**SOURCE PASSAGE:**
....

Turn Signals – Issue 40
Published by Nicholas Wingerter and TRUCK SAFETY
The Federal Motor Carrier Administration will accept public comments for 60 days on its recently proposed rules to replace motor carrier safety ratings. Under the Safety Fitness Determination, the agency would no longer classify trucking companies as Satisfactory or Conditional. They will simply be authorized to operate. Carriers that FMCSA wants to shutter for safety reasons will be designated as “Unfit”, the equivalent of today’s Unsatisfactory rating. An Unfit finding can be made if a company has
“failed” two of the seven CSA Basic evaluation areas, either by an extremely high number of highway violations in certain Basics, or by acute and critical violations or a high accident rate found in any type of audit, or by a combination of failed Basics from highway performance and audits. The agency will review public input before publishing final rules.
FMCSA withdrew a June proposal requiring commercial motor vehicles to display a manufacturer’s label certifying compliance with safety regulations. If the rule had been adopted, equipment lacking the label might have been impounded if found operating on the highway. After receiving abundant public comments against the proposal, the agency decided approval was unnecessary to enforce vehicle safety rules.
The American Trucking Associations reported heavy trucks traveled 4 billion more miles in 2014 versus 2013, and there were 61 fewer highway deaths involving trucks in 2014 than in the prior year. These numbers do not reflect who was at fault for the crashes. The fatality rate now is 1.4 per 100 million miles, and it has fallen 40.6% in the last 10 years. Total truck miles in 2014 were 279 billion miles. Wow!

....

**Source records:**
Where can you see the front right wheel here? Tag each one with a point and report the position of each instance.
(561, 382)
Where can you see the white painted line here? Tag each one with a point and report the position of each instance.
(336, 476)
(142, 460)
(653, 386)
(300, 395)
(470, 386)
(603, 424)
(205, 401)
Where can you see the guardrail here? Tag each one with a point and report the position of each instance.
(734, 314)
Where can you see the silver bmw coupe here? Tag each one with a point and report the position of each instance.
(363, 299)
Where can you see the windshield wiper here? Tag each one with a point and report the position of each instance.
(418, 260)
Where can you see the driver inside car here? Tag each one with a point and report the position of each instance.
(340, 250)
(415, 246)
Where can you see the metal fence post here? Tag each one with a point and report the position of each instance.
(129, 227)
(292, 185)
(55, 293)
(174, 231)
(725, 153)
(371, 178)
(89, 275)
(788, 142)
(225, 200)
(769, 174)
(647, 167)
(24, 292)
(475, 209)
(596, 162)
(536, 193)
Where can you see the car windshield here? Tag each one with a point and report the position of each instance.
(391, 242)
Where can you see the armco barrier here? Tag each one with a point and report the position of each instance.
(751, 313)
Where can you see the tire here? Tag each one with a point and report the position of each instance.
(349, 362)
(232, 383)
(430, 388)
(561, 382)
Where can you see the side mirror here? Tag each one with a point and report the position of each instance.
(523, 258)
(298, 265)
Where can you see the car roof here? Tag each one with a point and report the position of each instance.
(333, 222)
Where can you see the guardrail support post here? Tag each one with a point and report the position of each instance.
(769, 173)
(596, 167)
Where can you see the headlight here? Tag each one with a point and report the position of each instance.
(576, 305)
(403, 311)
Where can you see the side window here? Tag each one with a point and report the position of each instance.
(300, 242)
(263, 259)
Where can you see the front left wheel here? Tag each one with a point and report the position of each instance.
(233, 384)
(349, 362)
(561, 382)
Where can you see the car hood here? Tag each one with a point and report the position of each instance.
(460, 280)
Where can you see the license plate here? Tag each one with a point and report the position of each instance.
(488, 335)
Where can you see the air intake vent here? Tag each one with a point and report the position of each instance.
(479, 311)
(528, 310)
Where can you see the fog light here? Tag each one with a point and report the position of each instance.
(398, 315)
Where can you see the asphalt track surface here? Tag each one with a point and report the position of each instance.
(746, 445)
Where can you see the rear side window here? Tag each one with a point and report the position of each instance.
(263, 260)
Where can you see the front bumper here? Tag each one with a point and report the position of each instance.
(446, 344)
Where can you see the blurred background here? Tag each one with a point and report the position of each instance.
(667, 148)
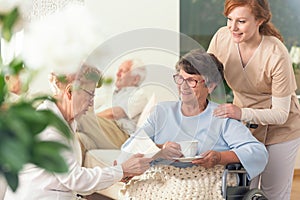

....

**DESCRIPTION OF THE TASK:** Continue the Turn Signals trucking safety newsletter from the end of its final paragraph. None of the rows has any bearing on this.

**EXERCISE ANSWER:**
Radar detectors still remain forbidden onboard commercial vehicles. While not in the public eye as they once were, motor carriers should remind drivers these devices cannot be in their truck. A trooper does not have to prove the detector was in operation. Mere possession warrants a ticket for the driver and a CSA write-up against the company.
The head of FMCSA told the Senate Commerce Committee that the National Academy of Science would begin a review of the CSA scoring evaluation method in February. Provisions of the FAST Act passed by Congress in December removed CSA scores from public view. Before fully reinstating CSA, FMCSA must conduct a study for Congress, and then devise and approve an action plan to correct the methodology’s faults.
The Pipeline and Hazardous Materials Safety Administration announced it was withdrawing its proposed “wet-lines” regulations. Congress killed the rules in the FAST Act. PHMSA wanted to require tank truck carriers hauling flammable liquids to install devices to either protect the tanker hoses or to purge the hoses of the tank’s product.
Did you know… An study published by the University of Utah Medical School finds long-haul drivers are becoming less healthy and more prone to disqualifying medical conditions. 53% of drivers are considered to be obese or morbidly obese. Carriers should promote more wellness programs and drivers need to make better lifestyle choices.